* **ENTRIES SHOWN**
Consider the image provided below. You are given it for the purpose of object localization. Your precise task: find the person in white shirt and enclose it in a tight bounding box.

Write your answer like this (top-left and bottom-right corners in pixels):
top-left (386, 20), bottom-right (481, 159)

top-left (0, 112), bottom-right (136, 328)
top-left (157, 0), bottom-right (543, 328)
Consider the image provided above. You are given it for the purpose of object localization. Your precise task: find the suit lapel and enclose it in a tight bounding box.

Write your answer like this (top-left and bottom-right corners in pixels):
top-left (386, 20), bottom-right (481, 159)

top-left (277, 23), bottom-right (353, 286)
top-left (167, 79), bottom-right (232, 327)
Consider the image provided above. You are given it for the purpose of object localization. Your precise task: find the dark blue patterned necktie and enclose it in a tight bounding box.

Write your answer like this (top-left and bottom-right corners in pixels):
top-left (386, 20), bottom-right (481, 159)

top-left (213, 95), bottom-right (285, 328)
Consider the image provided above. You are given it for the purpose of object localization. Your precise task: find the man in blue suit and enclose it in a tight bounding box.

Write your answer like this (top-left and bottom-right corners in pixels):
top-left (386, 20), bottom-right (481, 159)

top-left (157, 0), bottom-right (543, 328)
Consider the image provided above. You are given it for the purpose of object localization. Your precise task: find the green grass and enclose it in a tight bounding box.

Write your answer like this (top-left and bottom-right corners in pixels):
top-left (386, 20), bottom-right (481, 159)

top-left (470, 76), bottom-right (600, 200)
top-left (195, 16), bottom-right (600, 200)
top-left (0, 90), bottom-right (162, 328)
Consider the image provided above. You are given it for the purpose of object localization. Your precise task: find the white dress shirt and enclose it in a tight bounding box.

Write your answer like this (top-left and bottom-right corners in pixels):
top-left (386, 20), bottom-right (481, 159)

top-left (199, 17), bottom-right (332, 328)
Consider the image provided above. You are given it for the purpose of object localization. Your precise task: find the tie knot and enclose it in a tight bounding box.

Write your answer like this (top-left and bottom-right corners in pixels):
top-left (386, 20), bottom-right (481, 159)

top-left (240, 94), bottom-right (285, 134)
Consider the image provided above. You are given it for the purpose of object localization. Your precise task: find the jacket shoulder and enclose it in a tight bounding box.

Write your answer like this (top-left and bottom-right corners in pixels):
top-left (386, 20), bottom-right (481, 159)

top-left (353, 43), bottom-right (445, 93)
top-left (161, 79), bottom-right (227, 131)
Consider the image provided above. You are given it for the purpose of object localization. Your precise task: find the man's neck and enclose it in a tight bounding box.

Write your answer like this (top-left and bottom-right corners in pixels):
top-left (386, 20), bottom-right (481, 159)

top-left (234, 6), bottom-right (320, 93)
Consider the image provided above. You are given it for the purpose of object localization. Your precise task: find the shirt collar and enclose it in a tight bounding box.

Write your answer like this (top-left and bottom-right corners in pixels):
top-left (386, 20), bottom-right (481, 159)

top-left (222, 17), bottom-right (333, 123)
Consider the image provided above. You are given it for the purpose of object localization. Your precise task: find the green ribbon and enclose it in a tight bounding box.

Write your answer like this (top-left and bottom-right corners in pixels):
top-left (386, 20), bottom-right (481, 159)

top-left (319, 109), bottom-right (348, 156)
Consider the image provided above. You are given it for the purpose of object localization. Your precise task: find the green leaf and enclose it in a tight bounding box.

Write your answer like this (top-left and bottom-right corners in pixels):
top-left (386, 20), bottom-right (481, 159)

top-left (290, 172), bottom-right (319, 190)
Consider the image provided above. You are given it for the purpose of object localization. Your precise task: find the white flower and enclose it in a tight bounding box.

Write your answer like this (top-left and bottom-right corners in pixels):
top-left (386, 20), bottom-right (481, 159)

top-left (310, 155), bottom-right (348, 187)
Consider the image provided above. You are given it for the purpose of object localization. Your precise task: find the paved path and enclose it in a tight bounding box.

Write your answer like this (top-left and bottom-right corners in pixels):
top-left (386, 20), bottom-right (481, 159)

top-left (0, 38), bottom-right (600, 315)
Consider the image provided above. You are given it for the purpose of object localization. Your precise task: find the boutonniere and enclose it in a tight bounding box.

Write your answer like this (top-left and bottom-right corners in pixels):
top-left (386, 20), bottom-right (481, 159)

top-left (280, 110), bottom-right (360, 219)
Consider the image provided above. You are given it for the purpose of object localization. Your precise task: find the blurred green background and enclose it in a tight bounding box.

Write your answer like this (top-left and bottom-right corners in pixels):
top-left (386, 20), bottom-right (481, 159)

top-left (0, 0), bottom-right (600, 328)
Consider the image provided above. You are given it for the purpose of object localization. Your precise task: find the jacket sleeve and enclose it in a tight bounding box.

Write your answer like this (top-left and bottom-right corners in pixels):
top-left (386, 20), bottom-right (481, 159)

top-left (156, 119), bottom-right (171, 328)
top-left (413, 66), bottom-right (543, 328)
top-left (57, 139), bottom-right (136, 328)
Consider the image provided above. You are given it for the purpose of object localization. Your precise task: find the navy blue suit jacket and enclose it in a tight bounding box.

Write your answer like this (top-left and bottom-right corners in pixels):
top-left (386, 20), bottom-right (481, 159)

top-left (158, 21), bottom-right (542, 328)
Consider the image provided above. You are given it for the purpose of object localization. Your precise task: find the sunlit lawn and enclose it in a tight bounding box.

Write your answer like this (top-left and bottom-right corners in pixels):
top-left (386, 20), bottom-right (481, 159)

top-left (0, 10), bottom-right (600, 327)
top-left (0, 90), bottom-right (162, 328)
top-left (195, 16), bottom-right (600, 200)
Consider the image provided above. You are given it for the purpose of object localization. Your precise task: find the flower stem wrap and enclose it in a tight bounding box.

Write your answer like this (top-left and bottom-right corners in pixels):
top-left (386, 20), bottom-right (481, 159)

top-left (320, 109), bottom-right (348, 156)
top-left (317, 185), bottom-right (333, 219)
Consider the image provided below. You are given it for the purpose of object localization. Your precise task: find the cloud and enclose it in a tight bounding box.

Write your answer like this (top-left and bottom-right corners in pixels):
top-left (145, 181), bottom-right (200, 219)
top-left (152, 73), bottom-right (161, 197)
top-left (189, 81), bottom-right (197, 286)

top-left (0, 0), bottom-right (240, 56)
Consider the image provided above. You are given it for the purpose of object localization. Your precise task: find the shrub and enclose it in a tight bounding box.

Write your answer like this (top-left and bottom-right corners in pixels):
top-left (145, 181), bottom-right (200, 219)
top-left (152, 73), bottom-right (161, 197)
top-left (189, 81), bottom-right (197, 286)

* **WHAT NEEDS TO BE DONE**
Lay out every line of the records above as a numbered list, leaving out the blank lines.

* **THE ANSWER**
1. Consider the image provided below. You are given it for the purpose of object localization. Your precise task: find the person in white shirt and enclose it in a tight bounding box.
2. Write your answer like this (top-left and bottom-right corners in pixels):
3. top-left (386, 20), bottom-right (481, 159)
4. top-left (0, 112), bottom-right (136, 328)
5. top-left (157, 0), bottom-right (543, 328)
6. Consider the image provided above. You are given it for the purpose of object localization. Your precise task: find the suit lapel and enclose it in a tight bounding box.
7. Write your answer like this (top-left and bottom-right corners in pixels):
8. top-left (386, 20), bottom-right (481, 159)
9. top-left (277, 23), bottom-right (353, 286)
10. top-left (167, 79), bottom-right (232, 327)
11. Consider the image provided above. You are given it for the purpose of object localization. Your precise task: find the dark blue patterned necktie and enclose it in a tight bounding box.
12. Write your answer like this (top-left and bottom-right corners in pixels):
13. top-left (386, 20), bottom-right (481, 159)
14. top-left (213, 95), bottom-right (285, 328)
15. Consider the image provided above. You are given it for the purpose of object localization. Your precise task: find the man in blue suit and enclose it in a tight bounding box.
16. Write your answer like this (top-left and bottom-right corners in pixels):
17. top-left (386, 20), bottom-right (481, 159)
18. top-left (157, 0), bottom-right (543, 328)
19. Consider the image provided above. You are given it for the purpose of object localization. Your precise task: find the green grass and enclose it in a tight bounding box.
20. Write your answer like this (top-left and bottom-right corners in pixels):
21. top-left (386, 20), bottom-right (481, 159)
22. top-left (470, 76), bottom-right (600, 200)
23. top-left (195, 16), bottom-right (600, 200)
24. top-left (0, 90), bottom-right (162, 328)
25. Consider the image provided above. You are given it for the purpose of object localization. Your precise task: find the white dress shirt and enclose it in a tight bounding box.
26. Write your answer like this (top-left and bottom-right corners in pixels):
27. top-left (386, 20), bottom-right (481, 159)
28. top-left (199, 17), bottom-right (332, 328)
29. Consider the image provided above. You are given it for the purpose of object localization. Your precise task: find the tie knot and enclose it in a tight bounding box.
30. Write your answer like this (top-left and bottom-right corners in pixels):
31. top-left (386, 20), bottom-right (481, 159)
32. top-left (240, 94), bottom-right (285, 134)
33. Consider the image provided above. You are given it for the purpose of object localization. Your precise task: find the jacket shoulder and enclose it in a tight bounding box.
34. Write your answer like this (top-left and bottom-right corners in pixels):
35. top-left (386, 20), bottom-right (481, 159)
36. top-left (353, 43), bottom-right (445, 93)
37. top-left (161, 79), bottom-right (227, 131)
38. Consider the image provided above. You are given it for the purpose of object localization. Your precise task: find the man's neck and enclose it in a tight bounding box.
39. Write your answer like this (top-left and bottom-right corners in pixels):
40. top-left (386, 20), bottom-right (481, 159)
41. top-left (234, 6), bottom-right (320, 93)
42. Consider the image provided above. You are given it for the purpose of object localization. Your precise task: find the shirt collar and enclose it in a tight bounding box.
43. Write your answer like this (top-left and bottom-right corners in pixels):
44. top-left (386, 20), bottom-right (481, 159)
45. top-left (222, 17), bottom-right (333, 123)
46. Consider the image provided above. You are given it for the purpose of object localization. Your precise task: find the green ribbon and enclose it in a tight bounding box.
47. Write your answer like this (top-left and bottom-right corners in pixels):
48. top-left (386, 20), bottom-right (481, 159)
49. top-left (319, 109), bottom-right (348, 156)
50. Consider the image provided above. You are given it for the purpose of object localization. Your precise task: find the green leaf and enclose it in a tight bounding box.
51. Write your answer like this (top-left and bottom-right corners in pixels):
52. top-left (386, 20), bottom-right (481, 159)
53. top-left (290, 172), bottom-right (319, 190)
54. Consider the image provided above. You are given it for the purpose of object localization. Your precise task: find the white flower and enclose it in a tight bounding box.
55. Write your answer like this (top-left and bottom-right corners in pixels):
56. top-left (386, 20), bottom-right (481, 159)
57. top-left (310, 155), bottom-right (348, 187)
58. Consider the image provided above. You are given it for the purpose of object localization. Your precise task: find the paved path and enclose it in a tight bounding box.
59. Write your answer like this (top-left and bottom-right corners in pixels):
60. top-left (386, 20), bottom-right (481, 159)
61. top-left (0, 38), bottom-right (600, 315)
62. Consider the image provided above. You are given it for the purpose of object localization. Your precise task: find the boutonniere and enclose it in a tight bounding box.
63. Write your answer like this (top-left and bottom-right corners in pixels):
64. top-left (386, 20), bottom-right (481, 159)
65. top-left (280, 110), bottom-right (360, 219)
66. Consider the image provided above. You are given it for the purpose of object localization. Your precise task: find the blurred green background and enclose it in a tight bounding box.
67. Write your answer like this (top-left and bottom-right corners in pixels):
68. top-left (386, 20), bottom-right (481, 159)
69. top-left (0, 0), bottom-right (600, 328)
70. Consider the image provided above. You are given it for the purpose of object localization. Your precise task: find the jacket sleeve and enclose it in a tight bounding box.
71. Write your answer like this (top-left and bottom-right corners in pixels):
72. top-left (386, 20), bottom-right (481, 159)
73. top-left (156, 119), bottom-right (171, 328)
74. top-left (413, 66), bottom-right (543, 328)
75. top-left (57, 139), bottom-right (136, 328)
76. Consider the image provided above. You are given it for the purpose of object localization. Your precise task: find the navy blue suit jacket and enclose it in a tight bounding box.
77. Write your answer like this (top-left and bottom-right corners in pixels):
78. top-left (386, 20), bottom-right (481, 159)
79. top-left (158, 21), bottom-right (542, 328)
80. Consider the image provided above. You are given it for the purpose of object localization. Your precise task: find the sunlit lawn and enclose it in a tight bounding box.
81. Write your answer like this (top-left and bottom-right corners in pixels):
82. top-left (386, 20), bottom-right (481, 159)
83. top-left (0, 10), bottom-right (600, 327)
84. top-left (0, 90), bottom-right (162, 328)
85. top-left (195, 16), bottom-right (600, 200)
86. Consider the image provided above. You are given it for the purpose of object localization. Your precise task: find the flower stem wrap and enclose it in a tight bounding box.
87. Write your answer like this (top-left and bottom-right corners in pixels):
88. top-left (386, 20), bottom-right (481, 159)
89. top-left (320, 109), bottom-right (348, 156)
90. top-left (317, 185), bottom-right (333, 219)
91. Consider the image provided below. You are given it for the purpose of object localization. Your precise task: find the cloud and enclose it in a tight bounding box.
92. Write your answer like this (top-left and bottom-right corners in pixels):
93. top-left (145, 181), bottom-right (200, 219)
94. top-left (152, 73), bottom-right (161, 197)
95. top-left (189, 81), bottom-right (197, 286)
96. top-left (0, 0), bottom-right (240, 56)
97. Consider the image provided above. You are given it for the purpose of object localization. Your precise task: find the shrub and enclose it in a tight bounding box.
98. Write your answer like this (top-left and bottom-right corners in pixels):
99. top-left (145, 181), bottom-right (200, 219)
100. top-left (152, 73), bottom-right (161, 197)
101. top-left (189, 81), bottom-right (197, 286)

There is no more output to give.